Document passage ->
— Begin —

That is great powernoodle! I'm still laughing. Love it!


----------



## waTom (Dec 1, 2007)

JKL said:


> * what about the runtime with Protected RCR123's before to go into flicker mode*.



That would be really nice to know ... 14 minutes on 17670 is pretty short


----------



## j3bnl (Dec 1, 2007)

powernoodle said:


> Yeah. Surely someone will.


 
I was wondering about the clip aswell, seems a bit stupid that it isn't easily removed without breaking it off.
Thats bit drastic powernoodle but fair play to you for having the guts to do it.:twothumbs


----------



## ernsanada (Dec 1, 2007)

powernoodle said:


> Yeah. Surely someone will.



It must be loose some weight with powernoodle!


----------



## ernsanada (Dec 1, 2007)

The Fenix T1 Q5 OP 1 17670 took 14:12 to go into flicker mode.

The Fenix T1 Q5 OP 2 RCR123's went to 51:30 and shut off without warning. One of the RCR123's won't charge. Voltage reading is 0 Volts.

The Fenix T1 Q5 OP 2 RCR123's got very warm but you could still hand hold the light.

These measurements are in Turbo Mode.


----------



## WadeF (Dec 1, 2007)

Are you using AW R123 3.7v's? I think I've heard RCR123 is the 3.0v version.


----------



## ernsanada (Dec 1, 2007)

WadeF said:


> Are you using AW R123 3.7v's? I think I've heard RCR123 is the 3.0v version.




I'm using AW's R123 3.7v's.


----------



## jsr (Dec 1, 2007)

Well, first thing, it's nice to see a 17670 fits, but I don't think mine will (they're quite fat, especially one of them).

The light looks great (great pics as usual ersanada!), but the following info has made made me decide to not get the T1:

1. Needs a really high voltage to run regulated as shown by the poor runtime using a 17670.
2. Not any brighter than a Dereelight CL1H, similar beam pattern (with OP in CL1H), and about the same size, but the CL1H has a lower low and longer runtime capability since it can run 18650s or 17670s.
3. I don't like that the only rechargeable options are R123As due to the low capacities and associated short runtimes. There's room there to fit 18650s with a little boring and I don't think the slight bore would reduce strength any considedrable amount.

I was hoping the T1 would be a good compliment and rotating backup to my CL1H, but it doesn't seem so with such short runtimes on high. I haven't put my CL1Hs thru torture tests, but I doubt they would fail easily. It's nice to know the T1 has an overbuilt head, but it may not help any to produce failure even in tough conditions.


----------



## wishywashy7 (Dec 3, 2007)

ernsanada said:


> The Fenix T1 Q5 OP 2 RCR123's went to 51:30 and shut off without warning. One of the RCR123's won't charge. Voltage reading is 0 Volts.
> These measurements are in Turbo Mode.

— End —

Supplied data ->
— Begin —

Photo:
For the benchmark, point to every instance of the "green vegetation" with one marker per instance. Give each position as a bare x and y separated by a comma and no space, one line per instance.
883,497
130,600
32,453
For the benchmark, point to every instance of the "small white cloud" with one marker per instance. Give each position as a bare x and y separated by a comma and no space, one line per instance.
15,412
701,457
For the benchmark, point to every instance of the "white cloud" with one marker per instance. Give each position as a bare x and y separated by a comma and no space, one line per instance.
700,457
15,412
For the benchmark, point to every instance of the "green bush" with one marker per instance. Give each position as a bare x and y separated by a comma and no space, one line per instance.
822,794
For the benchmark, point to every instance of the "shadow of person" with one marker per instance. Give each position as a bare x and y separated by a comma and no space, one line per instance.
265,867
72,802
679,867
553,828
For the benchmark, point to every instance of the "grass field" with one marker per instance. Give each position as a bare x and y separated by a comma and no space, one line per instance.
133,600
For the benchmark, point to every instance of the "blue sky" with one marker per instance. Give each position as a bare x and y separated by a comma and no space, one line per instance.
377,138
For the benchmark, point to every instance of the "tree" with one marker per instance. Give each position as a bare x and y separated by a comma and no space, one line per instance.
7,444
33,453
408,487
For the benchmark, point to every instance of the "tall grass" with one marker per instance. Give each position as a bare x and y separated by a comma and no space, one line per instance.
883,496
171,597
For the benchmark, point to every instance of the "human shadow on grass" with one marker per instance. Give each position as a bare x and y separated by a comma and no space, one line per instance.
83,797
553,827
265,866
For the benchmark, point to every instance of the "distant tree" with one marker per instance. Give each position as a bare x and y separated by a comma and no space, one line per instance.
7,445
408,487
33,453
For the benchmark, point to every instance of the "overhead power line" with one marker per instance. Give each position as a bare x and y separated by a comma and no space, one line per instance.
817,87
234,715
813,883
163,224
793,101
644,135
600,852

— End —

Given problem ->
Reproduce the Fenix T1 thread word for word between "2. Not any brighter" and "(Dec 3, 2007)", inclusive. Work solely from the Fenix T1 thread.

Output below ->
2. Not any brighter than a Dereelight CL1H, similar beam pattern (with OP in CL1H), and about the same size, but the CL1H has a lower low and longer runtime capability since it can run 18650s or 17670s.
3. I don't like that the only rechargeable options are R123As due to the low capacities and associated short runtimes. There's room there to fit 18650s with a little boring and I don't think the slight bore would reduce strength any considedrable amount.

I was hoping the T1 would be a good compliment and rotating backup to my CL1H, but it doesn't seem so with such short runtimes on high. I haven't put my CL1Hs thru torture tests, but I doubt they would fail easily. It's nice to know the T1 has an overbuilt head, but it may not help any to produce failure even in tough conditions.


----------



## wishywashy7 (Dec 3, 2007)